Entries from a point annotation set
━━━━━━━━━━━━━━━━
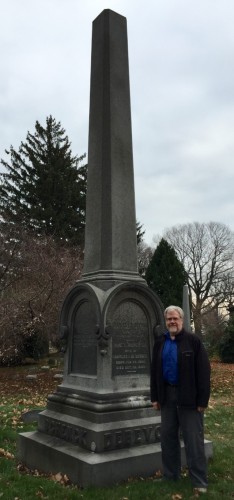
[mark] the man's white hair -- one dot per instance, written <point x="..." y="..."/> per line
<point x="174" y="308"/>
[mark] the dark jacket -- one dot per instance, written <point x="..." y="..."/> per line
<point x="193" y="368"/>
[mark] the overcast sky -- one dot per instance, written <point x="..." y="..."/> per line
<point x="181" y="57"/>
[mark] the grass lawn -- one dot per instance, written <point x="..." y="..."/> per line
<point x="18" y="483"/>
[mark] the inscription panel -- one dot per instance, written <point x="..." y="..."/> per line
<point x="130" y="340"/>
<point x="103" y="441"/>
<point x="84" y="341"/>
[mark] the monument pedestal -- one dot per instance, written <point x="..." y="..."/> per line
<point x="99" y="427"/>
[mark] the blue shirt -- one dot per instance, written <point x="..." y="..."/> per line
<point x="169" y="360"/>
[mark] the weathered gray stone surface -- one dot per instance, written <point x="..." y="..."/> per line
<point x="99" y="426"/>
<point x="110" y="239"/>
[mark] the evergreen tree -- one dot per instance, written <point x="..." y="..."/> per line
<point x="44" y="189"/>
<point x="166" y="275"/>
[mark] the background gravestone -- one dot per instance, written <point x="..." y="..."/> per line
<point x="99" y="426"/>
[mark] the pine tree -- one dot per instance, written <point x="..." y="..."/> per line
<point x="166" y="275"/>
<point x="44" y="189"/>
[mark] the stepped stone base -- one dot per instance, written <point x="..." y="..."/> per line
<point x="85" y="468"/>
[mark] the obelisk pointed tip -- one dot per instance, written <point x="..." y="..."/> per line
<point x="109" y="12"/>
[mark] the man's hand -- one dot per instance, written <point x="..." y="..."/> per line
<point x="156" y="405"/>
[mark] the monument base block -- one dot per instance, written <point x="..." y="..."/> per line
<point x="84" y="468"/>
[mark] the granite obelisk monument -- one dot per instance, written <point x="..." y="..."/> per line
<point x="99" y="427"/>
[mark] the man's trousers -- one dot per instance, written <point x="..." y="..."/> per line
<point x="190" y="422"/>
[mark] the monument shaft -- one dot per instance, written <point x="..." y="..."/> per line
<point x="99" y="426"/>
<point x="110" y="207"/>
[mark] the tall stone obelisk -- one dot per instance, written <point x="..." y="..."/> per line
<point x="99" y="426"/>
<point x="110" y="239"/>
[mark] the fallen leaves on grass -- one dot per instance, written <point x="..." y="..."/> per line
<point x="6" y="454"/>
<point x="58" y="477"/>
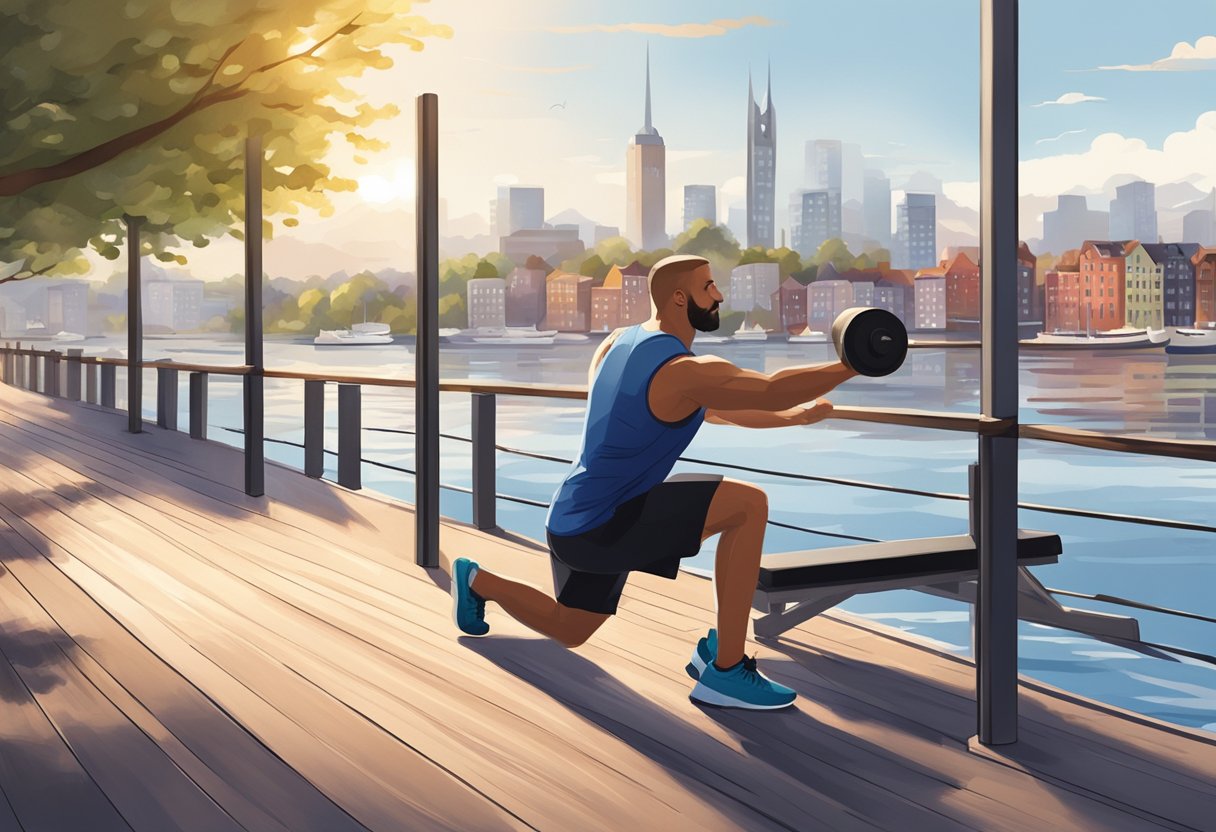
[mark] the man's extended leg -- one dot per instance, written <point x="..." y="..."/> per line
<point x="535" y="610"/>
<point x="738" y="511"/>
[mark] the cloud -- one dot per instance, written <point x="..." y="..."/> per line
<point x="547" y="71"/>
<point x="684" y="156"/>
<point x="1069" y="99"/>
<point x="736" y="186"/>
<point x="1067" y="133"/>
<point x="1183" y="57"/>
<point x="711" y="29"/>
<point x="541" y="71"/>
<point x="1183" y="156"/>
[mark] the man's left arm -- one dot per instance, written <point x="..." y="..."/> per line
<point x="766" y="419"/>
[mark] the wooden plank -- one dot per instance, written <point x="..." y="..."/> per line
<point x="322" y="741"/>
<point x="135" y="775"/>
<point x="866" y="766"/>
<point x="499" y="760"/>
<point x="45" y="783"/>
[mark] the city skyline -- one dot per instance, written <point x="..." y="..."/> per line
<point x="545" y="94"/>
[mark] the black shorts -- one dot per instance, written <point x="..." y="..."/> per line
<point x="649" y="533"/>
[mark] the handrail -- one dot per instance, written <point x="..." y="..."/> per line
<point x="1192" y="449"/>
<point x="1186" y="449"/>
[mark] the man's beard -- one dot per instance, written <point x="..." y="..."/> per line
<point x="703" y="319"/>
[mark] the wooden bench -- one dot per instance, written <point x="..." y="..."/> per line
<point x="818" y="579"/>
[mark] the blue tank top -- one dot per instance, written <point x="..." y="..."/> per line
<point x="626" y="449"/>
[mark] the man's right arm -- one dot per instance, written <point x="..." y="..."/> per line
<point x="716" y="383"/>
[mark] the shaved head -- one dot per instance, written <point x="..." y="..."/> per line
<point x="670" y="274"/>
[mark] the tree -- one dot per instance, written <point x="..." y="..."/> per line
<point x="836" y="252"/>
<point x="142" y="108"/>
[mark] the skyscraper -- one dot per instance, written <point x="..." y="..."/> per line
<point x="918" y="231"/>
<point x="878" y="208"/>
<point x="701" y="202"/>
<point x="646" y="181"/>
<point x="761" y="168"/>
<point x="1133" y="212"/>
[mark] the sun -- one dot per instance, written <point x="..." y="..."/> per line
<point x="395" y="187"/>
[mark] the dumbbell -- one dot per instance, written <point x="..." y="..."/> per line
<point x="872" y="342"/>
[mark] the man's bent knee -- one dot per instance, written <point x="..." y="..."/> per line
<point x="576" y="625"/>
<point x="736" y="504"/>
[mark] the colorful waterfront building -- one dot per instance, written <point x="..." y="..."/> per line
<point x="568" y="299"/>
<point x="635" y="294"/>
<point x="789" y="301"/>
<point x="606" y="302"/>
<point x="1103" y="284"/>
<point x="1205" y="286"/>
<point x="1143" y="287"/>
<point x="962" y="282"/>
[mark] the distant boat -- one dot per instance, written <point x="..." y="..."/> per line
<point x="349" y="338"/>
<point x="755" y="332"/>
<point x="366" y="329"/>
<point x="525" y="336"/>
<point x="1187" y="341"/>
<point x="809" y="336"/>
<point x="1133" y="339"/>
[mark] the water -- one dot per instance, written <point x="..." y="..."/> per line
<point x="1149" y="393"/>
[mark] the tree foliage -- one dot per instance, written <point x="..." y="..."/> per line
<point x="142" y="108"/>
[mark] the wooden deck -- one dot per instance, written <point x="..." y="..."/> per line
<point x="176" y="655"/>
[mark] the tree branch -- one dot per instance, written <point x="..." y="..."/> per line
<point x="17" y="183"/>
<point x="26" y="276"/>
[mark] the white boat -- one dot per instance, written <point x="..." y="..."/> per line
<point x="348" y="338"/>
<point x="504" y="335"/>
<point x="1187" y="341"/>
<point x="1135" y="339"/>
<point x="809" y="336"/>
<point x="755" y="332"/>
<point x="371" y="329"/>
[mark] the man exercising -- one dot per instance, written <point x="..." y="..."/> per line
<point x="617" y="511"/>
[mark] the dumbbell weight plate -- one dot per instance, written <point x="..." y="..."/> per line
<point x="871" y="341"/>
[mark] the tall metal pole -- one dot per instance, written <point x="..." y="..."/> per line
<point x="996" y="651"/>
<point x="426" y="389"/>
<point x="134" y="329"/>
<point x="254" y="404"/>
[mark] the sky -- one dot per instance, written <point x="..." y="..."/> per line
<point x="549" y="93"/>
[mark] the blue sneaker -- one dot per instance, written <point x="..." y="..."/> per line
<point x="468" y="607"/>
<point x="742" y="686"/>
<point x="705" y="652"/>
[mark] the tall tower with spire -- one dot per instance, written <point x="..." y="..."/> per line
<point x="646" y="181"/>
<point x="761" y="167"/>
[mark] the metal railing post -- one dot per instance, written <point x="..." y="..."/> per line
<point x="996" y="600"/>
<point x="314" y="428"/>
<point x="484" y="487"/>
<point x="167" y="398"/>
<point x="426" y="399"/>
<point x="73" y="374"/>
<point x="35" y="376"/>
<point x="108" y="386"/>
<point x="198" y="405"/>
<point x="349" y="436"/>
<point x="90" y="383"/>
━━━━━━━━━━━━━━━━
Write every entry out again exactly, dropping the pictures.

[mark] the man's white hair -- one dot per instance, written <point x="..." y="..."/> per line
<point x="174" y="308"/>
[mark] the dark jacket -- one dot per instance, written <point x="..." y="..."/> per line
<point x="193" y="368"/>
[mark] the overcast sky -- one dot per instance, written <point x="..." y="..."/> per line
<point x="181" y="57"/>
[mark] the grass lawn -- one dot per instance, written <point x="..." y="..."/> per line
<point x="18" y="483"/>
[mark] the inscription panel -- one dot per instance, written <point x="..." y="..."/> per line
<point x="130" y="340"/>
<point x="103" y="441"/>
<point x="84" y="341"/>
[mark] the monument pedestal -- one dot per instance, written <point x="..." y="..."/> per line
<point x="99" y="427"/>
[mark] the blue shirt -- one dot per instance, written <point x="..." y="..."/> per line
<point x="169" y="360"/>
[mark] the weathered gray stone surface -- one dot per instance, written <point x="..." y="..."/> per line
<point x="99" y="426"/>
<point x="110" y="239"/>
[mark] the evergreen tree -- one dot per instance, written <point x="..." y="..."/> per line
<point x="44" y="189"/>
<point x="166" y="275"/>
[mark] the background gravestone -- one dot per instance, written <point x="..." y="..."/> per line
<point x="99" y="426"/>
[mark] the pine tree -- one dot per instance, written <point x="..." y="..."/> per line
<point x="166" y="275"/>
<point x="44" y="189"/>
[mark] the stepped stone base -- one dot per instance, written <point x="..." y="..."/> per line
<point x="85" y="468"/>
[mark] the obelisk pointed tip -- one dot per instance, written <point x="..." y="..."/> per line
<point x="109" y="12"/>
[mark] the man's hand -- one dot per instance, written <point x="..." y="..."/> per line
<point x="156" y="405"/>
[mark] the monument base block -- one dot per instance, written <point x="..." y="..."/> per line
<point x="84" y="468"/>
[mark] the granite obelisk monument -- one dot per instance, written <point x="..." y="..."/> per line
<point x="99" y="427"/>
[mark] the man's trousers -- one dot per instance, written <point x="..." y="..."/> per line
<point x="190" y="422"/>
[mark] the monument shaft -- one dot per instance, written <point x="..." y="..."/> per line
<point x="99" y="426"/>
<point x="110" y="207"/>
[mark] the tall stone obelisk -- one dot per instance, written <point x="..." y="..."/> per line
<point x="99" y="426"/>
<point x="110" y="239"/>
[mark] the fallen leaves on grass -- one dot per instance, written <point x="..." y="..."/> per line
<point x="6" y="454"/>
<point x="58" y="477"/>
[mark] the man's extended leg -- one dot per instance, written <point x="..." y="..."/> per line
<point x="535" y="610"/>
<point x="738" y="511"/>
[mark] the cloud -- one dot per instance, written <point x="..." y="..."/> per line
<point x="547" y="71"/>
<point x="684" y="156"/>
<point x="1069" y="99"/>
<point x="736" y="186"/>
<point x="1067" y="133"/>
<point x="1183" y="57"/>
<point x="711" y="29"/>
<point x="541" y="71"/>
<point x="1183" y="156"/>
[mark] the man's left arm -- one dot per instance, written <point x="..." y="..."/> per line
<point x="766" y="419"/>
[mark] the wooden plank -- one dot per instance, written <point x="..." y="..."/> per line
<point x="322" y="741"/>
<point x="135" y="775"/>
<point x="866" y="766"/>
<point x="499" y="760"/>
<point x="45" y="783"/>
[mark] the city skyline -- one dot per instance, written <point x="..." y="..."/> per line
<point x="545" y="94"/>
[mark] the black shorts -- one dot per instance, written <point x="..." y="..."/> per line
<point x="649" y="533"/>
[mark] the handrail -- one dot per instance, written <point x="..." y="..."/> per line
<point x="1192" y="449"/>
<point x="1186" y="449"/>
[mark] the man's beard -- one dot per instance, written <point x="..." y="..."/> per line
<point x="703" y="319"/>
[mark] the wooden bench -- one dot per instance, written <point x="..." y="..."/> per line
<point x="818" y="579"/>
[mark] the blue tank top -- one dot per instance, written <point x="..." y="..."/> per line
<point x="626" y="449"/>
[mark] the man's right arm -- one dot per instance, written <point x="..." y="..."/> per line
<point x="716" y="383"/>
[mark] the shaved head -- one dot per instance, written <point x="..." y="..."/> per line
<point x="670" y="274"/>
[mark] the tree -- one dot per instance, written <point x="..." y="..."/> per line
<point x="836" y="252"/>
<point x="142" y="108"/>
[mark] the skyscraper -- one dot per instance, written <point x="..." y="..."/> per line
<point x="918" y="231"/>
<point x="878" y="208"/>
<point x="701" y="202"/>
<point x="646" y="181"/>
<point x="761" y="168"/>
<point x="1133" y="212"/>
[mark] the sun -- one dot per instance, written <point x="..." y="..."/> per line
<point x="395" y="187"/>
[mark] the dumbbell -- one dot per instance, written <point x="..." y="..."/> per line
<point x="872" y="342"/>
[mark] the man's bent knee -- one dot per instance, written <point x="..." y="..."/> per line
<point x="576" y="625"/>
<point x="736" y="504"/>
[mark] the colorful waterfront building -- one dot per instance, written <point x="..." y="..."/> per line
<point x="568" y="299"/>
<point x="635" y="294"/>
<point x="789" y="301"/>
<point x="606" y="302"/>
<point x="1103" y="284"/>
<point x="1205" y="286"/>
<point x="1143" y="287"/>
<point x="962" y="282"/>
[mark] the distant boat -- one dot per instance, written <point x="..." y="..."/> per line
<point x="349" y="338"/>
<point x="755" y="332"/>
<point x="366" y="329"/>
<point x="525" y="336"/>
<point x="1187" y="341"/>
<point x="809" y="336"/>
<point x="1133" y="339"/>
[mark] the water -- one dot per instance, written <point x="..." y="..."/> per line
<point x="1149" y="393"/>
[mark] the tree foliage -- one dot per instance, written <point x="..." y="..."/> per line
<point x="142" y="108"/>
[mark] the wooden deck -- one dot per instance, written <point x="..." y="..."/> per line
<point x="176" y="655"/>
[mark] the tree branch -- one dot per instance, written <point x="..." y="..."/> per line
<point x="17" y="183"/>
<point x="26" y="276"/>
[mark] the white boat -- one dot per instance, written <point x="..." y="..."/> per line
<point x="348" y="338"/>
<point x="504" y="335"/>
<point x="1187" y="341"/>
<point x="1135" y="339"/>
<point x="809" y="336"/>
<point x="755" y="332"/>
<point x="371" y="329"/>
[mark] the man exercising -- one dot per instance, written <point x="..." y="..."/> per line
<point x="617" y="511"/>
[mark] the dumbbell weight plate -- one dot per instance, written <point x="..." y="..."/> per line
<point x="871" y="341"/>
[mark] the tall metal pole -- one dot per instance, written <point x="..." y="..."/> per line
<point x="996" y="651"/>
<point x="426" y="389"/>
<point x="134" y="329"/>
<point x="254" y="404"/>
[mark] the sky -- one dot per instance, written <point x="..." y="..."/> per line
<point x="549" y="93"/>
[mark] the blue sneaker -- one dot per instance, written <point x="..." y="..."/> per line
<point x="468" y="607"/>
<point x="742" y="686"/>
<point x="705" y="652"/>
[mark] the tall tower with spire -- one dot per instance, written <point x="..." y="..."/> per line
<point x="646" y="181"/>
<point x="761" y="167"/>
[mark] the metal railing post -- one dot per instance, written <point x="..." y="..."/> per line
<point x="996" y="600"/>
<point x="314" y="428"/>
<point x="484" y="487"/>
<point x="167" y="398"/>
<point x="426" y="399"/>
<point x="73" y="374"/>
<point x="35" y="376"/>
<point x="108" y="386"/>
<point x="198" y="405"/>
<point x="349" y="436"/>
<point x="90" y="383"/>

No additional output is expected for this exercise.